- _Task prompt_: Restate the entries below word for word, omitting nothing.

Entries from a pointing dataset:

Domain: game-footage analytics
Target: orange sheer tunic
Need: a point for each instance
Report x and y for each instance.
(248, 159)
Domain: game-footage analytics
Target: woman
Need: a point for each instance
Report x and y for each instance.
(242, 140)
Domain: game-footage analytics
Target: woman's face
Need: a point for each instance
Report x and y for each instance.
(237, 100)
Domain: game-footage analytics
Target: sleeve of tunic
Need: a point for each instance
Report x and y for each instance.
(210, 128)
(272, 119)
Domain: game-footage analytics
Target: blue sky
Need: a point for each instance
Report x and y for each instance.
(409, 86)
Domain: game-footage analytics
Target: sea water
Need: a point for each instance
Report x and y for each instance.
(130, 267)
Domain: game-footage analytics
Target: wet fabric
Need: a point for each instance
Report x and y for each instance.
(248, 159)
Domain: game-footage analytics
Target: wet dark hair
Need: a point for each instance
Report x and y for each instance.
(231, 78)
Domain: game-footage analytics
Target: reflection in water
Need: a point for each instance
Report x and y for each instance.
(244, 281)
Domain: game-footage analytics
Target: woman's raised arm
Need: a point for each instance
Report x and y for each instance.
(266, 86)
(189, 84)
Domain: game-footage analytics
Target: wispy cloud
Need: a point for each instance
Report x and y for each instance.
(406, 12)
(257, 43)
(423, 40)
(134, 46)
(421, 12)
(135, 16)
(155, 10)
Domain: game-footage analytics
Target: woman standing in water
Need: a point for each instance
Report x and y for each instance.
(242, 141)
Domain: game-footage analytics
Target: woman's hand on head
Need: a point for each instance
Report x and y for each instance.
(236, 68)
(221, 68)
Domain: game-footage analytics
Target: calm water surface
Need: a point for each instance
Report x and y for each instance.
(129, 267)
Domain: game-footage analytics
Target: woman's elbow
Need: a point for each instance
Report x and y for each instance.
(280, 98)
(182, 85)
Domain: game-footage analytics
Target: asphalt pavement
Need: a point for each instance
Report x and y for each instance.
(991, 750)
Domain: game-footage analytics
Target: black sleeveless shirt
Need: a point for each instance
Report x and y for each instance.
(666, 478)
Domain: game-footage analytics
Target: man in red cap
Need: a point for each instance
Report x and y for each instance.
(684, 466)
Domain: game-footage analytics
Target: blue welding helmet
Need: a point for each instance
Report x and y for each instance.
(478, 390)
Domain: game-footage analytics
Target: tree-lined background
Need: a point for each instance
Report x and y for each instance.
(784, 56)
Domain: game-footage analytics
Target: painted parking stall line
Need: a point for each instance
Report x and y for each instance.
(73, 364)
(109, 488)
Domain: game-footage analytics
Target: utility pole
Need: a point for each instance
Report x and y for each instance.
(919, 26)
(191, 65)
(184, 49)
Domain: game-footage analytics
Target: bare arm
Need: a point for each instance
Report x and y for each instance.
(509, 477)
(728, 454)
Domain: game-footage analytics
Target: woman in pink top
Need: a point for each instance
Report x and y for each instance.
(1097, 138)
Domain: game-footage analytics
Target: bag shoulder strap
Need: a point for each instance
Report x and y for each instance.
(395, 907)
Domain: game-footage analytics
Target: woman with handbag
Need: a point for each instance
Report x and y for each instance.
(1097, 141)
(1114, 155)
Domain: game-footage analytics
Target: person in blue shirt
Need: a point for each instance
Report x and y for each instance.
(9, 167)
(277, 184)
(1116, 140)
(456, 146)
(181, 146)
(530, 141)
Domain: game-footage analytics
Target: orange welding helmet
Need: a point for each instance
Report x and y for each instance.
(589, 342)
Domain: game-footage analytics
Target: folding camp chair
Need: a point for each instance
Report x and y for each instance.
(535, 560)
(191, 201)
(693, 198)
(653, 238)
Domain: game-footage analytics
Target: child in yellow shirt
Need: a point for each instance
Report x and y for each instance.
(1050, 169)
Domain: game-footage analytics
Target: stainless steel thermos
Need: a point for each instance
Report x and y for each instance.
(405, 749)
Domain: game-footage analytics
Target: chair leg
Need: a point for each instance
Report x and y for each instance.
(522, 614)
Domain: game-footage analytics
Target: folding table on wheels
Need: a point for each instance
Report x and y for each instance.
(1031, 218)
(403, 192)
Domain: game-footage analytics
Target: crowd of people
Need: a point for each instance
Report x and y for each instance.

- _Reply to the task_:
Domain: game-footage analytics
Target: orange sheer tunic
Need: a point for each instance
Report x and y for each instance.
(248, 159)
Domain: game-footage analytics
Target: woman
Need: a point for each instance
Report x and y for each instance.
(242, 140)
Domain: game-footage analytics
Target: woman's face
Need: a point for each instance
Report x and y for each instance.
(237, 100)
Domain: game-footage analytics
Target: sleeve of tunic
Need: a point for each instance
Report x and y for each instance.
(210, 128)
(272, 119)
Domain: game-footage analytics
Target: blue sky
Need: a point for each instance
Report x and y for each instance.
(409, 86)
Domain: game-footage analytics
Target: sea water
Need: a point for each instance
Report x and y for each instance.
(130, 267)
Domain: game-footage analytics
Target: wet fabric
Need: a point for each instance
Report x and y for each instance.
(248, 159)
Domain: game-footage analytics
Target: wet dark hair
Need: a point for each instance
Report x and y for each instance.
(231, 78)
Domain: game-footage analytics
Target: reflection in water
Need: a point for each instance
Report x and y for each instance.
(244, 281)
Domain: game-footage analytics
Target: woman's raised arm
Need: a point for each instance
Report x and y for each instance.
(266, 86)
(189, 84)
Domain: game-footage analytics
Target: wispy cloud
Need: a point for each instance
Report x and y for each instance.
(406, 12)
(257, 43)
(423, 40)
(134, 46)
(421, 12)
(135, 16)
(155, 10)
Domain: game-footage analytics
Target: woman standing in water
Need: a point for each instance
Report x and y for each instance.
(242, 141)
Domain: game-footage analytics
Target: woman's hand on head
Need: a point for each instance
Report x and y for each instance.
(236, 68)
(221, 68)
Domain: game-footage analytics
Target: calm water surface
Need: a point for each instance
Report x and y for each instance.
(129, 267)
Domain: game-footage analytics
Target: woman's elbow
Need: a point for each instance
Report x and y for each instance.
(280, 98)
(182, 85)
Domain: game-footage analytics
Target: asphalt pavement
Need: a point for each instance
Report x and y for each instance.
(991, 750)
Domain: game-footage analytics
Target: black sleeveless shirt
Need: a point for each instance
Report x and y for each instance.
(666, 478)
Domain: game-footage analytics
Target: man in red cap
Need: a point for each instance
Report x and y for each instance.
(684, 466)
Domain: game-footage analytics
Target: blue welding helmet
Need: a point for each instance
Report x and y for each instance.
(478, 390)
Domain: game-footage analytics
Target: tree-lined background
Need: a point for each instance
Report x and y for each instance.
(784, 56)
Domain: game-footage analytics
Target: painted parking stall line
Need: a point for each instance
Report x and y for each instance.
(73, 364)
(109, 488)
Domain: game-footage analytics
Target: utility pole
Need: a point for each instance
Report x and y for each instance.
(919, 26)
(191, 65)
(184, 49)
Domain: game-footage analytics
Target: bare arm
Need: a point for each instance
Report x and y for each instance.
(509, 477)
(728, 454)
Domain: game-footage analytics
Target: woman in pink top
Need: a point for each instance
Report x and y for each instance.
(1097, 138)
Domain: game-footage analytics
Target: bag shoulder strap
Need: a point for each instance
Report x and y for each instance.
(395, 907)
Domain: game-footage analytics
Target: woman with handbag
Need: a point for each instance
Report x and y for each instance.
(1097, 141)
(1114, 155)
Domain: game-footage analytics
Target: person in blue shirt
Need: a point for each instance
Report x and y for each instance.
(9, 167)
(277, 184)
(1116, 140)
(456, 146)
(181, 146)
(530, 141)
Domain: game-footage analytics
Target: orange welding helmet
Need: a point for each instance
Report x and y for each instance.
(589, 342)
Domain: game-footage analytics
Target: folding camp chair
Need: a point for each instance
Report x and y for each instance.
(535, 560)
(191, 201)
(693, 198)
(653, 238)
Domain: game-footage analytics
Target: child in yellow shirt
Need: a point for each instance
Report x and y for each instance.
(1050, 169)
Domain: game-footage analytics
Target: stainless steel thermos
Need: a point for each instance
Report x and y for each instance.
(405, 749)
Domain: game-footage analytics
Target: chair leg
Need: a point for each instance
Report x and y for each instance.
(522, 614)
Domain: game-footage analytics
Target: folding table on wheels
Need: a point for each instance
Report x and y for each instance.
(1031, 218)
(403, 192)
Domain: game-footage analytics
Target: crowd of people
Need: a point for each instance
Report x and y for each instance.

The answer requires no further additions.